___ Excerpt

The Jerusalem Post

African migrants in Italy wounded in shootings

Italian man held after firing from car window in Macerata • Suspect linked to Northern League

- • By CRISPIAN BALMER

ROME (Reuters) – An Italian man opened fire on African migrants in the central city of Macerata on Saturday, wounding six people in the racially motivated attack before he was captured, police said.

The shootings happened just days after a Nigerian migrant was arrested in connection with the death of an 18-year-old Italian woman, whose dismembere­d body was discovered hidden in two suitcases near Macerata, which is located in the Marche region.

Police named the suspected shooter as Luca Traini, 28, and said he had an Italian flag draped over his shoulders when he was seized in the street by armed police. A pistol was found in his nearby car.

“He drove around in his car and when he saw any colored people he shot them,” Marcello Mancini, a Macerata resident, told Reuters television. Police said one of the six victims was seriously hurt and needed surgery, but gave no further details.

______
___ Data extract

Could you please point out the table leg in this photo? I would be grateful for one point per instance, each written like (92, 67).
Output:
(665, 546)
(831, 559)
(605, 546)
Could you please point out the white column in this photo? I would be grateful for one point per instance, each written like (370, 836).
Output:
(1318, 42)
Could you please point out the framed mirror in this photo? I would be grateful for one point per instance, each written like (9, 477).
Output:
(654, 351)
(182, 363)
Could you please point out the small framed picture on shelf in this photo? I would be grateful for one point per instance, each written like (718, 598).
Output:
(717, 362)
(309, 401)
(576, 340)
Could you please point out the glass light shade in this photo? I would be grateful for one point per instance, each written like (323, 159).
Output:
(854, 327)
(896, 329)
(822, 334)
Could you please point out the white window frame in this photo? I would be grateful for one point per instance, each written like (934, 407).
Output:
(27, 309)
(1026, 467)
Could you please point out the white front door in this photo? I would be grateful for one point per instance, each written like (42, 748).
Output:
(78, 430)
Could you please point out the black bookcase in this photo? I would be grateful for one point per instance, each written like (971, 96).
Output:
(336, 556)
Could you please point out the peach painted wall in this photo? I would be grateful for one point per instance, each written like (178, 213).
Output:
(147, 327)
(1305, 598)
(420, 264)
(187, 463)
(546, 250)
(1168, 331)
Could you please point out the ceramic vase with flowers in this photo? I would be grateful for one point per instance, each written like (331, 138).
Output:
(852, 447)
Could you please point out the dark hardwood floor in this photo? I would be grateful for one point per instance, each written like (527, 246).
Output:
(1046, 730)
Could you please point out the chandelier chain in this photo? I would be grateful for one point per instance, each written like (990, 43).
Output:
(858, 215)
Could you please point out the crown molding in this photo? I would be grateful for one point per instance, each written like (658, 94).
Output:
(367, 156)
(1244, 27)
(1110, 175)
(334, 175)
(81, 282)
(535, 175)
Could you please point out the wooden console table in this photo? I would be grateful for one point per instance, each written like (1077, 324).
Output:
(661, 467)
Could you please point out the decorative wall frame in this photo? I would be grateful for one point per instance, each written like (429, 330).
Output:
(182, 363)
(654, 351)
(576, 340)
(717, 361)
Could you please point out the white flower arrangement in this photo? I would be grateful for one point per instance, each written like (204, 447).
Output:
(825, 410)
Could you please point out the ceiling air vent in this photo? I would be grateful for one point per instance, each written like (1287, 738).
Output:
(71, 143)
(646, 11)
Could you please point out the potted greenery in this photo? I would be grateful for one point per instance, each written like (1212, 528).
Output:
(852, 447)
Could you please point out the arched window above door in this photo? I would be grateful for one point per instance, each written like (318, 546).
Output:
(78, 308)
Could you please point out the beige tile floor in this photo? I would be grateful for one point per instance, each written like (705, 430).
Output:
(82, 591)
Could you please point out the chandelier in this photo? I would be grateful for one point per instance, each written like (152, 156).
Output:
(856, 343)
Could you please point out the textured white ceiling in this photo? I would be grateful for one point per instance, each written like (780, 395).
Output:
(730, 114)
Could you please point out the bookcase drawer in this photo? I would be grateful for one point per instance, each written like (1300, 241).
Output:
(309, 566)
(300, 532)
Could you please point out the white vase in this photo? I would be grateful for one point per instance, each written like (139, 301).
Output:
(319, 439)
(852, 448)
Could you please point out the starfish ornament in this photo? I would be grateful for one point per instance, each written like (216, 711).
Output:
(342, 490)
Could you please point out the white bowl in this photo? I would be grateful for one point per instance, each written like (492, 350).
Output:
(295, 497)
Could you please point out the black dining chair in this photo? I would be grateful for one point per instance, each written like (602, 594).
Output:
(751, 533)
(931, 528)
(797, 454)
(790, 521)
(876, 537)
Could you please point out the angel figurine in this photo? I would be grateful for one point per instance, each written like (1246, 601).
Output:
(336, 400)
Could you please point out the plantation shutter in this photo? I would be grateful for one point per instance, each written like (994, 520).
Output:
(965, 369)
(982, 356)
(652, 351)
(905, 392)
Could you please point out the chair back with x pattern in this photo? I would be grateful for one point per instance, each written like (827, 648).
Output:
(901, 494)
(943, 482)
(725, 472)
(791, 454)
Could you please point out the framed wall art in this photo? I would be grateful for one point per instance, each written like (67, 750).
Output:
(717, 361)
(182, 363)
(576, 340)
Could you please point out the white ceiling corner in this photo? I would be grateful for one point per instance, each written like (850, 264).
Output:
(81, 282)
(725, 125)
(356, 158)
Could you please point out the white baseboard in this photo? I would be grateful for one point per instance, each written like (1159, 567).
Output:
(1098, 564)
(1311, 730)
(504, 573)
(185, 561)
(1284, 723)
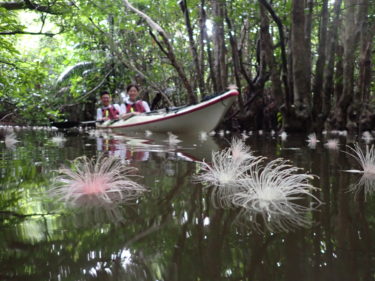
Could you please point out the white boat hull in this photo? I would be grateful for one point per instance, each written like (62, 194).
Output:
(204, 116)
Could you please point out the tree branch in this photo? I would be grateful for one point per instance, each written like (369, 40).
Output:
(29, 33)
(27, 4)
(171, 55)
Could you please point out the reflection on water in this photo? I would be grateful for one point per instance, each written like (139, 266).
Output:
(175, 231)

______
___ Data extract

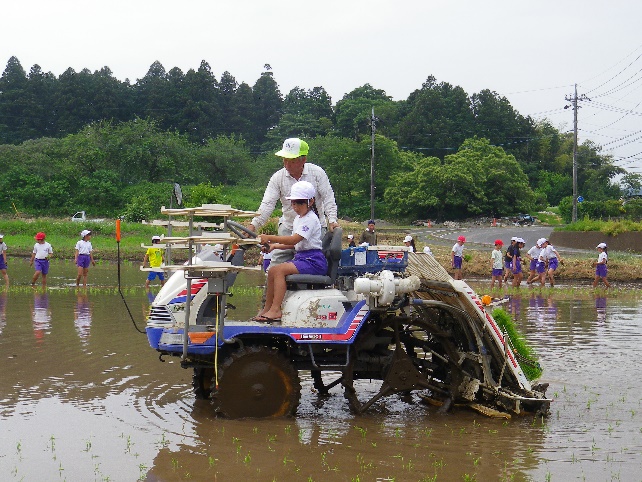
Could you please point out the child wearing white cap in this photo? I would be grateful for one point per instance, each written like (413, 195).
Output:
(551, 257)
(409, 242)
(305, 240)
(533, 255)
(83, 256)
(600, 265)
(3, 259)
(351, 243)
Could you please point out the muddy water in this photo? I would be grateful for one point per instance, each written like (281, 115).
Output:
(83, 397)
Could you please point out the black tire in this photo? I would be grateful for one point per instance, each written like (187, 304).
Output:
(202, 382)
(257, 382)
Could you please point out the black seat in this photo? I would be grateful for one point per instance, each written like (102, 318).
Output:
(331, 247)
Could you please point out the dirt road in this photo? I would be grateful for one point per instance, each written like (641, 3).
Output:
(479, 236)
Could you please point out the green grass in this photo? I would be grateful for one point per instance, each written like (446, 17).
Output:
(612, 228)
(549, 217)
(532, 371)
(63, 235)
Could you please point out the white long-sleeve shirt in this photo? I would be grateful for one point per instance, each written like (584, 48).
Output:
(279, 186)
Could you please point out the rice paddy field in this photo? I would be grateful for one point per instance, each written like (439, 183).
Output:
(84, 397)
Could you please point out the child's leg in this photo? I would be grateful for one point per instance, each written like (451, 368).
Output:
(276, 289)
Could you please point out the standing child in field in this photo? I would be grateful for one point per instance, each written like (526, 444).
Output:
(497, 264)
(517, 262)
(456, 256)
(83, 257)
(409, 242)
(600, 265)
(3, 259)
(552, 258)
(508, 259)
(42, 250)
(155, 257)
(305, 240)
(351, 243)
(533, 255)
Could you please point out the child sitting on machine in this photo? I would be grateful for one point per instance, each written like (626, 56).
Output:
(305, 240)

______

- _Directions_:
A - According to the Macerata shootings report, what did police find in the suspect's nearby car?
B - Extend the Macerata shootings report, starting after its last sentence.
The items are separate from the Macerata shootings report and have nothing to do with it.

- _Answers to the tasks_:
A - A pistol.

B -
The ruling center-left Democratic Party (said Traini had run as a candidate for the rightist Northern League in local elections last year, and accused him of also firing shoots at one of the Democratic Party’s offices in Macerata before he was arrested.

The League backs fiercely anti-immigrant policies and is part of ex-prime Silvio Berlusconi’s center-right alliance that is leading in the polls ahead of a March 4 national election.

League leader Matteo Salvini distanced himself from the shooting, but said unrestrain­ed immigratio­n was causing social strife. “I can’t wait to get into government to restore security, social justice and serenity to Italy,” he said.

Democratic Party leader Matteo Renzi called for calm. “The man who fired the gun, hitting six people of color, is a squalid, mad person. But the state is stronger than him,” the former prime minister wrote on Facebook.

Police said the shooter drove around Macerata, which is famed for its outdoor opera festivals, in a black Alfa Romeo car firing out of his window at migrants in various locations.

With police closing in, he tried to escape by foot but was almost immediatel­y caught. Local media said he shouted, “Long live Italy,” as he was taken away.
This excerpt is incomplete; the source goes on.